- **INSTRUCCIÓN DADA 1**
Responde según el relato:
(a) ¿Cómo se llamaba el caballo del abuelo?
(b) ¿Qué les llevó la mamá cuando volvió de visita?
(c) ¿Con quién compartía el hermano el día de su cumpleaños?
- **INSTRUCCIÓN DADA 2**
Transcribe del relato todo lo que va desde "Las cosas raras" hasta "celebración como esa.", sin cambiar nada.

- **TEXTO CITADO**
━━━━━━━━━━━━━━━━

Estuve con mi papá, o mejor, él estuvo con nosotros, hasta que cumplí tres años. Es que mis papás vivían enredados en peleas de palabras. Mi papá consiguió una mujer y se fue. Quedó mi mamá. Como al mes, ella también cogió camino. Estaba en embarazo. Pero consiguió un señor y él la recibió así…
Mi hermano y yo sentimos ese vacío: ¿con quién íbamos a hablar?; ¿a quién le íbamos a contar las cosas? Pero quedó mi abuelo; pasó a ser papá y mamá. Mi abuela era una persona muy regañona y un poco alejada de nosotros. Siempre lo fue. En cambio él estaba pendiente de todo.
Desde bregar a sacarnos al pueblo o traernos, cuando iba solo, así fuera un bom bom bum… Nos regalaba un poco de café para venderlo y poder comprarnos al menos una camisa. Nos llevaba a limpiar cultivos ajenos y nos enseñaba cómo desyerbar, cómo abonar. A mí me enseñó a querer a los animales, uno de ellos, Azabache, su caballo. Como a los seis años me dejó montarlo para ir, a mercar al pueblo…
Mi abuelo nos defendía de las palizas de mi abuela. Ella, muchas veces, intentó pegarnos por no ayudar a traer la leña seca para el fogón, o por irnos a jugar fútbol a la escuela. Llegábamos embarrados. Y, así, sucios, seguíamos jugando en la casa; eso no le gustaba.
Mi mamá solo volvió al año, nos visitó como dos días y se volvió a ir. Nos llevó unos carritos.
En el corregimiento no había Policía, no había nada; solo ellos, las Autodefensas. En la escuela se veía la ayuda que daban: se encargaban del mercado y de todo lo de la cocina. Teníamos desayuno y a veces hasta el almuerzo. Lo complementario, la colada, no faltaba.
A una profesora no le gustaba que ellos llegaran armados. Y nos hacía mala cara cuando le pedíamos permiso para arrimarnos a hablarles. Pero nunca se dio un conflicto ahí, en la escuela. Por la finca se veían mínimo dos veces por semana. Se quedaban cambuchando cerca al cafetal de mi abuelo.
Andaban armados, como el Ejército; uno no notaba la diferencia, no sabía si eran buenos, si eran malos, qué hacían, qué no hacían…Yo solo me preguntaba: ¿por qué están ahí agrupados durmiendo en unas hamacas? Y creía: tal vez van de viaje.
Las cosas raras ya las vine a entender después: tenían sus calabozos en el caserío; encerraban ahí a los que habían robado, a los que se habían peleado con otros. Pero mi abuelo no nos dejaba acercar mucho.
Un día, por casualidad, mi abuelo se enteró de una coincidencia: el comandante de las Autodefensas de la zona cumplía años el mismo día que mi hermano ¡Imagínese! Entonces él le presentó a mi hermano y le pidió colaboración. Le regaló un poco de plata. ¡Como 100.000 pesos! Una alegría muy grande para mi hermano: ¡poderse comprar ropa…!
Y ese cumpleaños fue con gallina. Para matar una en la finca era porque llegaba visita de lejos, por ejemplo mi papá, o uno de mis tíos. Pero era tanta la felicidad que ese día mi abuela dio permiso para matar una… Ni antes ni después vi una celebración como esa.

━━━━━━━━━━━━━━━━

- **REGISTROS**
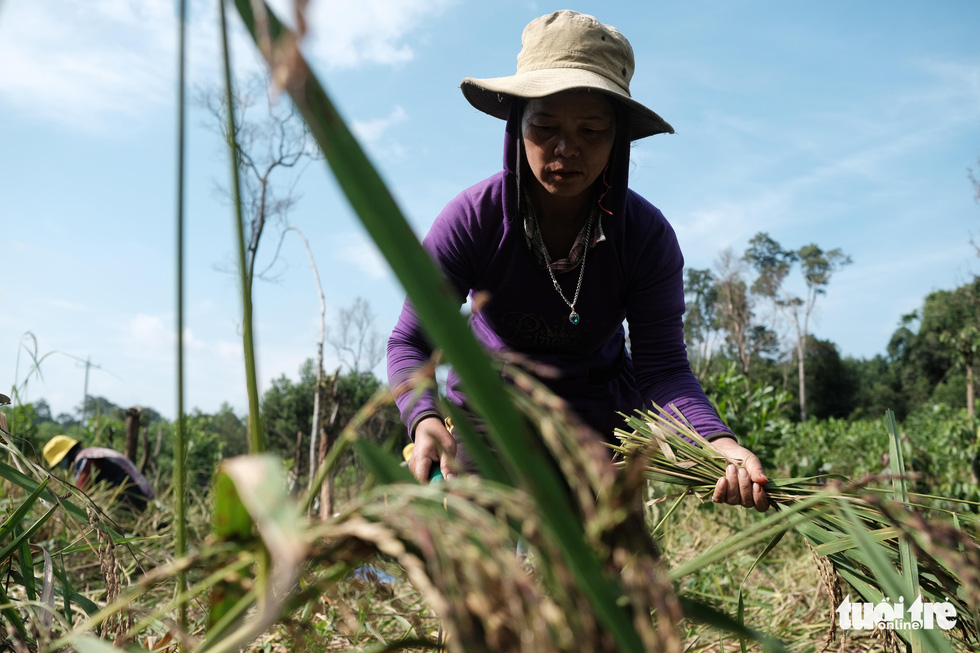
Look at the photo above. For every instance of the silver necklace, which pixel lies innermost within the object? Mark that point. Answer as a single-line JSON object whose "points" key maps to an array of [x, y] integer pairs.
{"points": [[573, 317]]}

━━━━━━━━━━━━━━━━

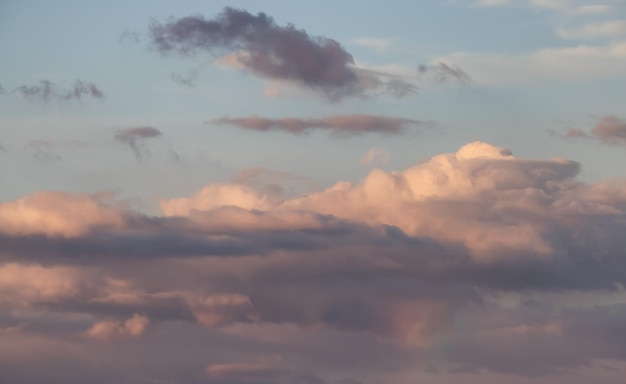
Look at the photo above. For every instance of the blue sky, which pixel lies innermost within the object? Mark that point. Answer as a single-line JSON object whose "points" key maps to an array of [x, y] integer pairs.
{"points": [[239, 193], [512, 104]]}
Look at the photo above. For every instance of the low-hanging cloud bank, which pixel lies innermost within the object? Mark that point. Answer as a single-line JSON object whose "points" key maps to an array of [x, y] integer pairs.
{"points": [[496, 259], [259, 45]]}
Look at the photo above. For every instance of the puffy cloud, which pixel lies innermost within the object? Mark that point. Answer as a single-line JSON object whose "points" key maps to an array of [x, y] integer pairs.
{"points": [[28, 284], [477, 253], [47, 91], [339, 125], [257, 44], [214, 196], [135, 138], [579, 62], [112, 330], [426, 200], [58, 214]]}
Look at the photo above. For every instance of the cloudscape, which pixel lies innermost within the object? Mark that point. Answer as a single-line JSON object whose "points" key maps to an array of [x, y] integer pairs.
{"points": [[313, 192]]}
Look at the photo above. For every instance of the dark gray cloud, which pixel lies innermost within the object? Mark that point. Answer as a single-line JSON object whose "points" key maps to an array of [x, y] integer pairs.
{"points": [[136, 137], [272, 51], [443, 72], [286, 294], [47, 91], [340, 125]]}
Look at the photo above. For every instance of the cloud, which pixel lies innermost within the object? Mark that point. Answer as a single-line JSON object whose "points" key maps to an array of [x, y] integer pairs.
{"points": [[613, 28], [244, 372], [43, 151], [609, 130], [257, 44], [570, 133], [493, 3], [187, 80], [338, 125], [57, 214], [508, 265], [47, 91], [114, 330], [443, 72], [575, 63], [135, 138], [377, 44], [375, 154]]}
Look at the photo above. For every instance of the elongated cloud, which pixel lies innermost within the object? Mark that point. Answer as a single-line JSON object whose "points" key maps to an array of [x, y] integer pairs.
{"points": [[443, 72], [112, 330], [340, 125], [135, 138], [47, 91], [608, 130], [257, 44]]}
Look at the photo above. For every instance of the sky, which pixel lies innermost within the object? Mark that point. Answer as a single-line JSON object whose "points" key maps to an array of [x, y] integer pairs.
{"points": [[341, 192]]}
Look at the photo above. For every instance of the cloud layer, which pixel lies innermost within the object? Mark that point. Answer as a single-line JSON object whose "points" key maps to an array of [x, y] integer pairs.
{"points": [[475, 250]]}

━━━━━━━━━━━━━━━━

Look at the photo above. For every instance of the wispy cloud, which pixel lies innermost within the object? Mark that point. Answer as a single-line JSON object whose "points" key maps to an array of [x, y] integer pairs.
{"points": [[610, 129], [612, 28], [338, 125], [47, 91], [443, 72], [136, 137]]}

━━━━━━━━━━━━━━━━

- **RESPUESTA DEL EJERCICIO 1**
(a) El caballo del abuelo se llamaba Azabache.
(b) La mamá les llevó unos carritos.
(c) El hermano cumplía años el mismo día que el comandante de las Autodefensas de la zona.

- **RESPUESTA DEL EJERCICIO 2**
Las cosas raras ya las vine a entender después: tenían sus calabozos en el caserío; encerraban ahí a los que habían robado, a los que se habían peleado con otros. Pero mi abuelo no nos dejaba acercar mucho.
Un día, por casualidad, mi abuelo se enteró de una coincidencia: el comandante de las Autodefensas de la zona cumplía años el mismo día que mi hermano ¡Imagínese! Entonces él le presentó a mi hermano y le pidió colaboración. Le regaló un poco de plata. ¡Como 100.000 pesos! Una alegría muy grande para mi hermano: ¡poderse comprar ropa…!
Y ese cumpleaños fue con gallina. Para matar una en la finca era porque llegaba visita de lejos, por ejemplo mi papá, o uno de mis tíos. Pero era tanta la felicidad que ese día mi abuela dio permiso para matar una… Ni antes ni después vi una celebración como esa.